Region pointing data
———
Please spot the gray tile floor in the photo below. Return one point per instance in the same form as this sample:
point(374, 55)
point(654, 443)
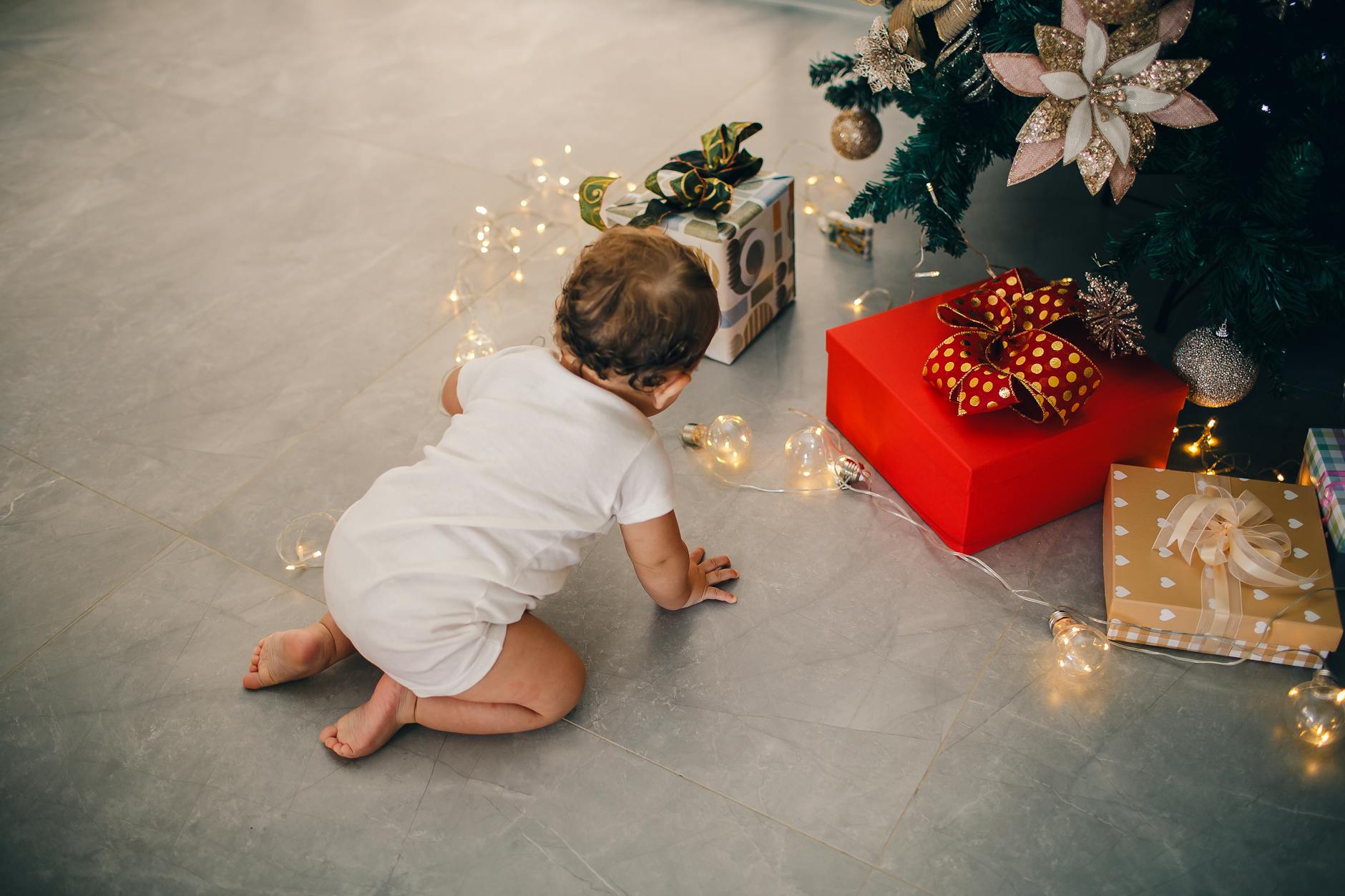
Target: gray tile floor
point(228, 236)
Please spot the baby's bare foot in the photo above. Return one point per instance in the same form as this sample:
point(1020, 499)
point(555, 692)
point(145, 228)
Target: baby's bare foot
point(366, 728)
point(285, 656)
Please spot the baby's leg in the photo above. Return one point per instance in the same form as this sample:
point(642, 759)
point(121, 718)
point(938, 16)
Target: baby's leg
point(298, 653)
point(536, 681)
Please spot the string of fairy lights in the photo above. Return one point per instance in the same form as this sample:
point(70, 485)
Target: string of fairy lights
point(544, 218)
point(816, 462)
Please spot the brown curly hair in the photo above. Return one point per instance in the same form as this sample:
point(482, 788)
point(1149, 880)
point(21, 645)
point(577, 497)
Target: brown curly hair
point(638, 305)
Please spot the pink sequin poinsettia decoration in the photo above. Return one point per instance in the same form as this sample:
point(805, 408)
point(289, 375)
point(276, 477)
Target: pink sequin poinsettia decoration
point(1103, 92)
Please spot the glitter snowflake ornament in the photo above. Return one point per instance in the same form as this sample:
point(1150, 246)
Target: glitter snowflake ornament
———
● **WORK REQUIRED**
If a line in the data above contains the string "form", count it; then state only the total.

● **SOLUTION TO THIS TASK**
7